Passage shown:
Posts Tagged ‘survival mode’

A blanket of Darkness

PTSD feels like a heavy weight, a dark blanket of sadness.

A force applying pressure downward numbing my being.

When my symptoms momentarily subside, I feel lightness return.

I notice the difference, the feeling, the emotional freedom.

I have worked hard to heal, and to be aware of my symptoms traits, strengths, and weaknesses.

When PTSD and depression are active, my waking hours are filled with turmoil, anxiety, and danger.

Desire and opportunity disappear from consciousness, we return to some form of survivor mode.

Survivor mode shuts down parts of the brain, some executive functions while activating our defense mechanism.

Survival replaces desire. Or maybe our greatest desire is to survive above all other desires.

Desire needs a safe place to exist.

PTSD never feels safe to us.

After childhood, we do not trust the world, we fear what may happen to us next.

Maybe this is why we lack direction, confidence, and self-worth.

Survival mode has no direction, it is best used sparingly for a crisis.

Daily use is terrible for our health and emotional sanity.

Understanding survivor mode


Survivor mode means all resources are diverted to defend the organism.

Deep in our cellular structure or the right amygdala, we have spotted a perceived danger.

Some of the prefrontal cortex is offline, where consciousness lives, process and reasoning occur, and understanding of language and words happens.

No wonder we are confused and frightened.

All this is stored in the right amygdala, the side of the brain not accessible consciously.

If the origin of abuse happens in childhood, before the brain has time to mature, the healing process is more complex and daunting.

Example: I am with a friend at an event, on the way back to the car we get mugged and robbed.

He grew up in a supportive atmosphere, making this his first traumatic experience.

Work task:
Reproduce the section of the post on survival mode that opens with the words containing "Understanding survivor mode" and closes with "and words happens.". Rely only on the post on survival mode for your answers.

[Natural-language object grounding data]

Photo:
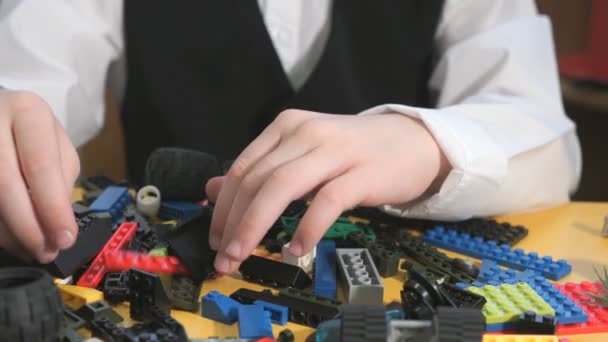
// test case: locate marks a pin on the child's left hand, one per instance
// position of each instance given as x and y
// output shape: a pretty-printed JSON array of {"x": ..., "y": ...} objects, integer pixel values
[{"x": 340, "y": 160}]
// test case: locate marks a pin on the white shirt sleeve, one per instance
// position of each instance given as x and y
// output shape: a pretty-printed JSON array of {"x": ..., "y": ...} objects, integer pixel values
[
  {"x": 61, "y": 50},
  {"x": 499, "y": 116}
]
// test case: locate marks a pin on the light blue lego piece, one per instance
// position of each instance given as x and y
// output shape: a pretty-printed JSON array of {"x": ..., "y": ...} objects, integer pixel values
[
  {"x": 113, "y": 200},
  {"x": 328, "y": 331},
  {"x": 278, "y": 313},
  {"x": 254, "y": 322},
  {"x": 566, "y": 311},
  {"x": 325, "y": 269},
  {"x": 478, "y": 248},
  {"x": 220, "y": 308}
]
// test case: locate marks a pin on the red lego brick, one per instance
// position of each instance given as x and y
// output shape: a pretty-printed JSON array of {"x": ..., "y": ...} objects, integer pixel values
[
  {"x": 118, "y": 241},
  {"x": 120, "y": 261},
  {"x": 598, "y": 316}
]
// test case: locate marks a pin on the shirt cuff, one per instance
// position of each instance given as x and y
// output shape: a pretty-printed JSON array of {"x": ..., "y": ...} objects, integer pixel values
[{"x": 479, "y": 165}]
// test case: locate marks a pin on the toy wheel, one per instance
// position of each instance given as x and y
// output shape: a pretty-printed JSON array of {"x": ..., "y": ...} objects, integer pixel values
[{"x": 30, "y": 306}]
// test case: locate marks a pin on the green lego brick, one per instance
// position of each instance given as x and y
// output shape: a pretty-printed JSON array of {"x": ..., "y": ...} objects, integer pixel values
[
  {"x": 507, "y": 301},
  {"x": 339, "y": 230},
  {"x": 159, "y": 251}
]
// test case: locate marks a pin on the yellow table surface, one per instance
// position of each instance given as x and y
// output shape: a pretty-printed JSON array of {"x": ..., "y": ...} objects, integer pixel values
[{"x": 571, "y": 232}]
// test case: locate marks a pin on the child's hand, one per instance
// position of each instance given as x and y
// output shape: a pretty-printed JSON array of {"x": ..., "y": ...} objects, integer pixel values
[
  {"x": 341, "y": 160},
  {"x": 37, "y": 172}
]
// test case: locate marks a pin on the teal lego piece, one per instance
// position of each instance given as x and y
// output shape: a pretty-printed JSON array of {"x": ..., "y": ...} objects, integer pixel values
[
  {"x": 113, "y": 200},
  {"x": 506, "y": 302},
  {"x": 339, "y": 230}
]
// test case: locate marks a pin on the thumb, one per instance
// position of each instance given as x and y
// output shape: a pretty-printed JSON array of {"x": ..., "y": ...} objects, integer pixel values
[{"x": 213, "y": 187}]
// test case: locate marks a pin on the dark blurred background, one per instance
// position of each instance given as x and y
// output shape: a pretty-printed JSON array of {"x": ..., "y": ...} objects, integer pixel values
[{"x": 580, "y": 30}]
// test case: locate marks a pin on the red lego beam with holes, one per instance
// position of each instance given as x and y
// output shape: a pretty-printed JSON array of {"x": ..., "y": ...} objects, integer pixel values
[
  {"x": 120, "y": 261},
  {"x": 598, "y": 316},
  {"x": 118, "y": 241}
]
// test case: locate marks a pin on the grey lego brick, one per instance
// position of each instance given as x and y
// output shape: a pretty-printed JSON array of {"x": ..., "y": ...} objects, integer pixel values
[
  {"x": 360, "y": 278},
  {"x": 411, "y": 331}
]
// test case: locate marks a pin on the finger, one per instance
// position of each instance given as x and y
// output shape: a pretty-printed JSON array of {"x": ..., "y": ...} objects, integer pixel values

* * *

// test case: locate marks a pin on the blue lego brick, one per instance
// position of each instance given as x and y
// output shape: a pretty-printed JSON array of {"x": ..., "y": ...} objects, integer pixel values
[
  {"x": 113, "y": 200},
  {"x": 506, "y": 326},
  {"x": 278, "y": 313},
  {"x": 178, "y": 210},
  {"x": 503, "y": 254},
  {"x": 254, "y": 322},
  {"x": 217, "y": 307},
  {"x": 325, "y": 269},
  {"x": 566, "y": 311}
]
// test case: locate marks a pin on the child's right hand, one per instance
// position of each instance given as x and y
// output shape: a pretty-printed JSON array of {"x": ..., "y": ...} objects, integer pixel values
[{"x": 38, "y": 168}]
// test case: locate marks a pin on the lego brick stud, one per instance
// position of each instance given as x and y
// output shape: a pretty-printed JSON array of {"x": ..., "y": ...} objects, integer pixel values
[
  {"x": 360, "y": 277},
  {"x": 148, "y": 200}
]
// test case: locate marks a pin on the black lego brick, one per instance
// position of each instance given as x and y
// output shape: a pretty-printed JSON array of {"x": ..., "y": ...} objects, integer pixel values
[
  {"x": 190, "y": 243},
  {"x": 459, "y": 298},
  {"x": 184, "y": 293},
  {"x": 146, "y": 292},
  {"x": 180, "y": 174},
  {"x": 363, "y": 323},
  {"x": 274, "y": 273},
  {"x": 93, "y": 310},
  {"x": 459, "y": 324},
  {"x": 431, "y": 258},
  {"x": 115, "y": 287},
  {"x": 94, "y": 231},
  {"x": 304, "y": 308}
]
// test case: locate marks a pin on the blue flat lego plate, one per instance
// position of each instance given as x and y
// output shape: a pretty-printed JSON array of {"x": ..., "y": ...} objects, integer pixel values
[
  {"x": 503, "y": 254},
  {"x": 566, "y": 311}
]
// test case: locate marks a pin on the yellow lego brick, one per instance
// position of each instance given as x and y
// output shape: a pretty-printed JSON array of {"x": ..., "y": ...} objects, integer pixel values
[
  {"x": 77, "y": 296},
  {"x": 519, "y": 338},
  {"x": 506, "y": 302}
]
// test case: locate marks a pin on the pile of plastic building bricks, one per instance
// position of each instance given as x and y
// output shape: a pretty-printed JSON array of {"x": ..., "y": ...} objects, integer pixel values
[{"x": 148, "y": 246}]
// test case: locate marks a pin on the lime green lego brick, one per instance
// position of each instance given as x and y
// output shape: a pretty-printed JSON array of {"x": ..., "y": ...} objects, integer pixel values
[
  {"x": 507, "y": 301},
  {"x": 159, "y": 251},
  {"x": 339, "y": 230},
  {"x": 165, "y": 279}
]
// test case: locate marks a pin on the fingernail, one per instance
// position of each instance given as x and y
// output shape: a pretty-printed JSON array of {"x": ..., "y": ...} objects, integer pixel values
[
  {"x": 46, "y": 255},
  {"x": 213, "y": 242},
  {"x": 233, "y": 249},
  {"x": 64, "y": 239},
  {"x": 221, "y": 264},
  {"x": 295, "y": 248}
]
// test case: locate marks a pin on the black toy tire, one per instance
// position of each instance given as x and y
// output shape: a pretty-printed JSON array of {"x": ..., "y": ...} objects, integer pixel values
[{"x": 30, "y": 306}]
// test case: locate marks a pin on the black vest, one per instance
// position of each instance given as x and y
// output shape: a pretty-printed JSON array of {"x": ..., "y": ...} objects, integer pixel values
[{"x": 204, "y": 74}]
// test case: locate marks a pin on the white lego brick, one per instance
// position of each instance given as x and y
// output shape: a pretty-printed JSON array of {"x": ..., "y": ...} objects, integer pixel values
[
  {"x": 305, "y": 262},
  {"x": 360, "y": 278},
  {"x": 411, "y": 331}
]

...

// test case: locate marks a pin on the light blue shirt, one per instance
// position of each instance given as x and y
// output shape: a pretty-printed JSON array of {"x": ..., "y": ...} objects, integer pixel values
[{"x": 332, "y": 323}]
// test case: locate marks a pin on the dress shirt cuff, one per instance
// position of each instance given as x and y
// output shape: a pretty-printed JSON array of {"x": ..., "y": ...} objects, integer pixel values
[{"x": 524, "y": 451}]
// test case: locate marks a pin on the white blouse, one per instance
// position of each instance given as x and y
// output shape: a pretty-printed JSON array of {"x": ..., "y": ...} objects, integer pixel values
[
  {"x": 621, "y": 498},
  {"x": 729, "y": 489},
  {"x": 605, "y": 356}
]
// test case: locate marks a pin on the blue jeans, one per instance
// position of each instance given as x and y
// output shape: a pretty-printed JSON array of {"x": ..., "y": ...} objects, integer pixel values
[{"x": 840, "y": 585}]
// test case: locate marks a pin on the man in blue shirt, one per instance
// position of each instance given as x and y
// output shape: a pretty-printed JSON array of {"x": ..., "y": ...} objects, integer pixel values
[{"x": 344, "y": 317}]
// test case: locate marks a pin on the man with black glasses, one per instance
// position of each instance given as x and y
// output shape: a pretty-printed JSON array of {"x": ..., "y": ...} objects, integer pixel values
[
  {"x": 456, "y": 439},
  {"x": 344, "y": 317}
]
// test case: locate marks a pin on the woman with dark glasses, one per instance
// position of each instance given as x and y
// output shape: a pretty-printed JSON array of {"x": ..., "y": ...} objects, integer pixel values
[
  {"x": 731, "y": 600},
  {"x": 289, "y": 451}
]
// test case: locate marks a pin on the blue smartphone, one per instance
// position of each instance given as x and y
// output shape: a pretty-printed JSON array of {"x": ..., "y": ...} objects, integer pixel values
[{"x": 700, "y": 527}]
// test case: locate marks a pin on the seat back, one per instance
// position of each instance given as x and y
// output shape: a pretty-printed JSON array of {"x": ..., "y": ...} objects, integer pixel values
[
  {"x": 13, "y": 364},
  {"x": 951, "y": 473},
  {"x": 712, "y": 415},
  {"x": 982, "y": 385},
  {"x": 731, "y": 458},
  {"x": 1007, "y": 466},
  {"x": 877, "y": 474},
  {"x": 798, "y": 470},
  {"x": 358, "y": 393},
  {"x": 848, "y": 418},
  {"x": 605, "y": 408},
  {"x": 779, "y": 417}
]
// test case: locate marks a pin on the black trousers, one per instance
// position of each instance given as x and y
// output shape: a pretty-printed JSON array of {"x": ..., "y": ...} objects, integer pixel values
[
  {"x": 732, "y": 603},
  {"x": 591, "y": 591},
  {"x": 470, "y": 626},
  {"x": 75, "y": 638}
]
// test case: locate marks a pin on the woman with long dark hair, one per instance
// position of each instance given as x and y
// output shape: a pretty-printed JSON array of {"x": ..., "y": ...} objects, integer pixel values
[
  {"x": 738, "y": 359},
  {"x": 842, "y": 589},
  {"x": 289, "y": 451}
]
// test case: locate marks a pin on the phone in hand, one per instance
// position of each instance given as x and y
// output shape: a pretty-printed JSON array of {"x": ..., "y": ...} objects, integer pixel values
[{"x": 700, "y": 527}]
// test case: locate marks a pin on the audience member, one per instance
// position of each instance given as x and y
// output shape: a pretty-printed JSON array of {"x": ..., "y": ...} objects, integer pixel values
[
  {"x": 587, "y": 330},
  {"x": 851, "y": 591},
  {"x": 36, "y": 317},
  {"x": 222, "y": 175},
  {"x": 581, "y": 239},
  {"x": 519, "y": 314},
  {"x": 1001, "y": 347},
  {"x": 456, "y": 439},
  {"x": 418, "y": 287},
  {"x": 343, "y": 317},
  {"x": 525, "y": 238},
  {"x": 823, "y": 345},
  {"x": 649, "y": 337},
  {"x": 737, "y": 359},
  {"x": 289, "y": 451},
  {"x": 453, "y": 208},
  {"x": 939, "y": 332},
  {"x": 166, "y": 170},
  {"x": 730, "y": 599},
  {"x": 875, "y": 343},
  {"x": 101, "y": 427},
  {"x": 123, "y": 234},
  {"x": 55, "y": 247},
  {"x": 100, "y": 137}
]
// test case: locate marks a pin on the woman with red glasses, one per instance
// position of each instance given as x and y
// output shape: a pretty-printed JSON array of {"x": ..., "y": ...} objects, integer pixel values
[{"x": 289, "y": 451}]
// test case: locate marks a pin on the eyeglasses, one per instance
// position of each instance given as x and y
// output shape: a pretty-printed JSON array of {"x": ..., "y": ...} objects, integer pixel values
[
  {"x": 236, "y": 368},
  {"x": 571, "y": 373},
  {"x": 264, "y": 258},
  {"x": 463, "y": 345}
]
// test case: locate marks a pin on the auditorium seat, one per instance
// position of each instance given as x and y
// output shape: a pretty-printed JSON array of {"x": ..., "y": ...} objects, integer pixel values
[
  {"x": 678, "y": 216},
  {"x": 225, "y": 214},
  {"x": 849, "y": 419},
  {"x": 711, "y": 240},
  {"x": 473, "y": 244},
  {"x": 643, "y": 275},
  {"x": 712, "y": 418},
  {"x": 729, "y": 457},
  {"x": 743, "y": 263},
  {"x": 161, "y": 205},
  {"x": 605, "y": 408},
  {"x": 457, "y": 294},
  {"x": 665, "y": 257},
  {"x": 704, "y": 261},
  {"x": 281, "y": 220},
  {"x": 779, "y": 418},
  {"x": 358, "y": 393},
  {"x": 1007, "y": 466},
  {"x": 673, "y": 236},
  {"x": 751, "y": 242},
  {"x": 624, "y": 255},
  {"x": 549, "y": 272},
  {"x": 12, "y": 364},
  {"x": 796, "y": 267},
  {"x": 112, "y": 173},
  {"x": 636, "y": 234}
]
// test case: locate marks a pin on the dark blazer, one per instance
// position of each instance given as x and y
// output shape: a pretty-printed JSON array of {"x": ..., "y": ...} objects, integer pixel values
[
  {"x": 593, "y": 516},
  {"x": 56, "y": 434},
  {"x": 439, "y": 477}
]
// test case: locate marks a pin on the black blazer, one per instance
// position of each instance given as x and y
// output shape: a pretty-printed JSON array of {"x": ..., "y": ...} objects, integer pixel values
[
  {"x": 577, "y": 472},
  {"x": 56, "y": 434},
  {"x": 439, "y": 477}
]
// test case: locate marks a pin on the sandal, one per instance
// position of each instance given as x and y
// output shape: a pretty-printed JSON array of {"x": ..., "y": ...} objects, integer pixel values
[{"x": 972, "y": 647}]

Task response:
Understanding survivor mode


Survivor mode means all resources are diverted to defend the organism.

Deep in our cellular structure or the right amygdala, we have spotted a perceived danger.

Some of the prefrontal cortex is offline, where consciousness lives, process and reasoning occur, and understanding of language and words happens.